Quoted passage
Trump Indicted on 37 Counts, Accused of Mishandling Classified Documents

  • VOA News

    June 10, 2023 08:07

    Former U.S. President Donald Trump faces 37 felony charges related to the alleged mishandling of classified documents after he left the White House, including top secret files on U.S. nuclear and defense programs, according to an indictment made public Friday.
    The 49-page charging document said that on at least two occasions Trump showed classified documents about U.S. military operations to people who did not possess a security clearance. 
    The U.S. Justice Department accused Trump of ignoring demands to return documents he had taken from the White House to his home in the southern U.S. state of Florida and of asking aides to help him hide the documents. A Trump aide, Walt Nauta, is also facing charges in the case; he was indicted on six counts for allegedly helping Trump to hide the documents.
    A federal grand jury in Florida indicted Trump on Thursday, making him the first former American president in history to face a federal indictment.
    ◆ 'Boxes Hoax'
    Trump confirmed his indictment on his social media platform, Truth Social, saying he had been summoned to appear in court in Miami on Tuesday. "The corrupt Biden Administration has informed my attorneys that I have been Indicted, seemingly over the Boxes Hoax," Trump wrote, apparently alluding to boxes of classified government documents seized by the FBI from his Florida estate last August.
    In a video statement, Trump defiantly asserted that President Joe Biden's administration has "weaponized" the Justice Department and the FBI to target him. "I'm an innocent man, I'm an innocent person," Trump said. "We can't let this continue to go on because it's ripping our country to shreds."

Direction
Reproduce, word for word, the stretch of the indictment report above that begins with "A federal grand" and ends with "a federal indictment.".

Entries
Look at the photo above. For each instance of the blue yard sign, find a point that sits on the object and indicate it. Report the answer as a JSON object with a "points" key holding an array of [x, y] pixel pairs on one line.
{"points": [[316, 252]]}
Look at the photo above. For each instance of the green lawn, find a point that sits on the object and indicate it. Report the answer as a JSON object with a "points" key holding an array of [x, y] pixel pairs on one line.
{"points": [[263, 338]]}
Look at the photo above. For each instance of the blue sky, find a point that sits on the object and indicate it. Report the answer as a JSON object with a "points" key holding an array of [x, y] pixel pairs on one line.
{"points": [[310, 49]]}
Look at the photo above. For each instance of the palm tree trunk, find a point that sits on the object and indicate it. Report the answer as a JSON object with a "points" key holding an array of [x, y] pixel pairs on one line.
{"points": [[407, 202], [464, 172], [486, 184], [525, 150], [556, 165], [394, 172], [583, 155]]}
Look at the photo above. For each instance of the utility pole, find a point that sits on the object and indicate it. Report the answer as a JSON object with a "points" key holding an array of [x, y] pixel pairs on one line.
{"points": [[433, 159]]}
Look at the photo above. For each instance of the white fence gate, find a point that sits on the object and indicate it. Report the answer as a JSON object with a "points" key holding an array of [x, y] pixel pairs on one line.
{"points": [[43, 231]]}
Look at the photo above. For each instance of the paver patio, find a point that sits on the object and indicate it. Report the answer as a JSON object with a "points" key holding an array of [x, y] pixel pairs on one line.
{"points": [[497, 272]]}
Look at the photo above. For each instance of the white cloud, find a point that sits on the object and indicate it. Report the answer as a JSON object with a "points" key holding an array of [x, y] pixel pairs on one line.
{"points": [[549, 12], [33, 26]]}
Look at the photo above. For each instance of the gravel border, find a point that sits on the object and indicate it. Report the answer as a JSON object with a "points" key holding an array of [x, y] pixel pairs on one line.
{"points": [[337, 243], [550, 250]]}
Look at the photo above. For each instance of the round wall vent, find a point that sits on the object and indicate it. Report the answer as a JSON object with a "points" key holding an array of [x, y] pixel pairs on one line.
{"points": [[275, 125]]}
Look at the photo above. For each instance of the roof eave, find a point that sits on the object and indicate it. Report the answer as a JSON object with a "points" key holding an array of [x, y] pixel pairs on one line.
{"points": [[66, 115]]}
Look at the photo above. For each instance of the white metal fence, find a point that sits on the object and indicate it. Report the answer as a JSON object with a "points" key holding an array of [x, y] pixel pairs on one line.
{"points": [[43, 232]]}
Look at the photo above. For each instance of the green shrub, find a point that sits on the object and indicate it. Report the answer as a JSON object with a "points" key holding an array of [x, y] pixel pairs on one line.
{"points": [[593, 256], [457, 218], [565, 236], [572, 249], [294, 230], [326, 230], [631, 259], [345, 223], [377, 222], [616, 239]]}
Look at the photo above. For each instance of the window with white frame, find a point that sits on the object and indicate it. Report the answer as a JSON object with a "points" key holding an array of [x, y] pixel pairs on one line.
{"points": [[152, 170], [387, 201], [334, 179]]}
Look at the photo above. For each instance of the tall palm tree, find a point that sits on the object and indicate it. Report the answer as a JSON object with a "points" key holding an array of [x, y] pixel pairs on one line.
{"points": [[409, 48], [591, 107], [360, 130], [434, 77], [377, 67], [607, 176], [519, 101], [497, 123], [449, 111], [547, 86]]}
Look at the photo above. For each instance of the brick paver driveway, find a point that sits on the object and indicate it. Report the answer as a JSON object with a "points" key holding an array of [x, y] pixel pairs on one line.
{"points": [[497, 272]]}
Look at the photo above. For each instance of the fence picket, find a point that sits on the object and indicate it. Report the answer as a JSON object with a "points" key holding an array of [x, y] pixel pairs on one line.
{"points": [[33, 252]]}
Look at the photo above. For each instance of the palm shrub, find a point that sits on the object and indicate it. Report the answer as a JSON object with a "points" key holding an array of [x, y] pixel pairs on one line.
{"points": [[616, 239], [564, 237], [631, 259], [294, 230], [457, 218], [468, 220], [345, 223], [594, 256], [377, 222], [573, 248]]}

Exercise response
A federal grand jury in Florida indicted Trump on Thursday, making him the first former American president in history to face a federal indictment.